▶ _TREŚĆ ZADANIA_:
Proszę dopisać dalszy ciąg fragmentu o animozjach we wschodniej Azji, zaczynając tuż po jego ostatnim zdaniu.

#### WYBRANY FRAGMENT

Co kilka miesięcy dochodzi do sporów dyplomatycznych między tymi krajami, protestów społecznych na ulicach Seulu, Pekinu, Tajpej albo Tokio, nakładania sankcji gospodarczych, przepychanek militarnych. Przywódcy polityczni i dyplomaci, pozornie nie licząc się z konsekwencjami, sięgają po coraz ostrzejszą retorykę, co wywołuje adekwatne reakcje ich wyborców, reszta świata zaś reaguje pobłażliwym westchnieniem, przewidując, że wszystko jak zwykle rozejdzie się po kościach. A tymczasem napięcie stale narasta. Chiny szybko organizują największe na świecie siły zbrojne, a ich marynarka wojenna dominuje na oceanach regionu; rządzący Japonią dążą do obalenia jej pacyfistycznej konstytucji, co umożliwiłoby temu krajowi budowanie agresywnego potencjału militarnego; jednostronna deklaracja niepodległości Tajwanu niemal na pewno sprowokuje Chiny do inwazji, co teoretycznie może doprowadzić do zaangażowania w ów konflikt Stanów Zjednoczonych, jako że w tamtym regionie stacjonują dziesiątki tysięcy amerykańskiego personelu wojskowego. Nie wolno także zapominać o Małym Rocket Manie z Pjongjangu, który ponoć stale trzyma swoje tłuste paluchy niepokojąco blisko nuklearnego guzika. Wzajemne animozje we wschodniej Azji nie ograniczają się jednak tylko do rządów i przywódców wojskowych. Nienawiść – prawdziwa, instynktowna, ślepa nienawiść – nieprzerwanie tli się w ludziach, eksplodując od czasu do czasu aktami przemocy.
W 2012 roku w chińskim mieście Xi’an w prowincji Shaanxi pięćdziesięciojednoletni Li Jianli został wywleczony ze swego samochodu i pobity niemal na śmierć przez rozwścieczony tłum, który wyległ na ulice, aby protestować przeciwkoznacjonalizowaniu przez rząd Japonii kilku innych spornych skalistych wysepek, w tym wypadku wysp Senkaku – nazywanych w Chinach, które roszczą sobie do nich prawo, wyspami Diaoyu – położonych między Tajwanem a Okinawą.
Pan Li nie był nawet Japończykiem – wystarczyło, że jechał japońskim samochodem. Ambasador Japonii w Chinach miał więcej szczęścia, salwował się bowiem ucieczką, kiedy w tym samym tygodniu jego samochód został zaatakowany na ulicy w Pekinie.

########
#### WYBRANE DANE

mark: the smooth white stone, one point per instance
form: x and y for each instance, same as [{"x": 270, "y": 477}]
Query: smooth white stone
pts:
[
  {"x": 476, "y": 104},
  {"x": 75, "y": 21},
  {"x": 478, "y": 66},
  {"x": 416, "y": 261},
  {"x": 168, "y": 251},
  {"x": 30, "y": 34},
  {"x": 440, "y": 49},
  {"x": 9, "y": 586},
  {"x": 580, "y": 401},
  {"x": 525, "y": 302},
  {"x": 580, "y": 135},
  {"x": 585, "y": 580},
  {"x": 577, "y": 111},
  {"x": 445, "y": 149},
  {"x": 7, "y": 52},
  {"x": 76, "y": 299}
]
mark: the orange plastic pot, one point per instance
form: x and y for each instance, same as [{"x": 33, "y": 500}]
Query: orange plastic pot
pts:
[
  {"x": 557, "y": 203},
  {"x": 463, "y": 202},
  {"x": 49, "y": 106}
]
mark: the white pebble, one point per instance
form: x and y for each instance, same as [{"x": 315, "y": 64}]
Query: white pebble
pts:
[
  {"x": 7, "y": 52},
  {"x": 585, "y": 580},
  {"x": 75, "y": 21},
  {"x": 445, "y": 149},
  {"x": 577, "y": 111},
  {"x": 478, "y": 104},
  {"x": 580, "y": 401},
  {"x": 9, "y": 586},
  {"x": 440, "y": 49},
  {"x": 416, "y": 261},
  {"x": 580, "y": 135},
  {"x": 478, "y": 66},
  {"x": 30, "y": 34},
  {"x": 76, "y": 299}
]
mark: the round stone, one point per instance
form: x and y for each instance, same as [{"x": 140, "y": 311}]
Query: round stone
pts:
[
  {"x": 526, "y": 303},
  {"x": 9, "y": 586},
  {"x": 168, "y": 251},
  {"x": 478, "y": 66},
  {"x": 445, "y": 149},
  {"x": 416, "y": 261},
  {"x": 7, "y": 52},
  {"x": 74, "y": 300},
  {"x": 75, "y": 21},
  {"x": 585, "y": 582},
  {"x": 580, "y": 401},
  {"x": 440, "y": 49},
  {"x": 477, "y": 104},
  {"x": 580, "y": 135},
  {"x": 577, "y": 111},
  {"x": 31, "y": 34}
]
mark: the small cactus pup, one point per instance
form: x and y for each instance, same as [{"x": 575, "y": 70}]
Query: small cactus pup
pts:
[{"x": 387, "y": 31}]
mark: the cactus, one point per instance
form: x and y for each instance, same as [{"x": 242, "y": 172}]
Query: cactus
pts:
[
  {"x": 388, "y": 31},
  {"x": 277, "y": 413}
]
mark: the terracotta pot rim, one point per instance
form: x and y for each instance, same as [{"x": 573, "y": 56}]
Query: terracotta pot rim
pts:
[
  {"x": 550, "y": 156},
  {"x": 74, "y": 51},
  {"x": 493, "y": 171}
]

########

▶ _ODPOWIEDŹ NA ZADANIE_:
Niektóre protesty ludności są organizowane co tydzień. Podczas mojej podróży spędziłem nieco czasu w towarzystwie kilkuset osób, które zgromadziły się przed ambasadą Japonii w Seulu, aby demonstrować przeciwko seksualnemu wykorzystywaniu kobiet przez japońskich żołnierzy w czasie drugiej wojny światowej; demonstracje te odbywają się w każdą środę od 1992 roku. Znaczną część uczestników stanowili uczniowie. Można się spodziewać kwiecistej antyjapońskiej retoryki ze strony reżimu Korei Północnej, ale jakim cudem gniew wywołany wydarzeniami sprzed ponad siedemdziesięciu lat jest nadal żywy wśród młodych Koreańczyków z Południa? Kto go podsyca i dlaczego? Nienawiść Koreańczyków do Japończyków jest odwzajemniana, przynajmniej przez część obywateli Japonii. Kiedy na wcześniejszym etapie podróży odwiedziłem Jokohamę, natknąłem się na konwój czarnych miniwanów wyposażonych w megafony, z których wylewały się potoki obrzydliwych inwektyw pod adresem Koreańczyków. Nie był to bynajmniej pierwszy raz, kiedy zdarzyło mi się obserwować coś takiego w Japonii. Od wielu lat najrozmaitsze frakcje prawicowe wychodzą na ulice, aby grozić i obrażać mniejszości etniczne, przede wszystkim w Osace, gdzie żyje najliczniejsza społeczność koreańska. Cóż takiego Japończycy mieli do zarzucenia Koreańczykom? Czy były to tylko demonstracje zorganizowane w odwecie, czy też naprawdę nienawiść jest głęboka po obu stronach Morza Japońskiego?
Japonia nie jest zaangażowana we wszystkie spory, mają one bowiem różnorodne konfiguracje. Przykładowo instalacja amerykańskiego systemu obrony przeciwrakietowej na polu golfowym pod Seulem w 2017 roku rozdrażniła Pekin i w konsekwencji doprowadziła do natychmiastowego, gwałtownego i katastrofalnego dla południowokoreańskiej gospodarki spadku ruchu turystycznego z Chin do Seulu. Mimo że pociski rakietowe miały stanowić odpowiedź na agresywną postawę Korei Północnej, Chiny poczuły się zagrożone obecnością amerykańskiej technologii militarnej w jeszcze jednym miejscu w bezpośrednim sąsiedztwie swoich granic i zemściły się na sąsiedzie, wprowadzając nieoficjalne, dotkliwe sankcje gospodarcze.
Korzenie owej nienawiści i konfliktów tkwią w historii tego regionu, która od schyłku XIX wieku jest pasmem najpaskudniejszych okropności, jakie ludzie mogą sobie zgotować nawzajem: wojen, masakr, masowych gwałtów, ataków z użyciem broni chemicznej albo bomb zapalających, totalitaryzmu, głodu, zniszczenia, prześladowań politycznych, tortur i atomowej hekatomby. Pamięć o nich wszystkich jest wciąż żywa w świadomości zbiorowej.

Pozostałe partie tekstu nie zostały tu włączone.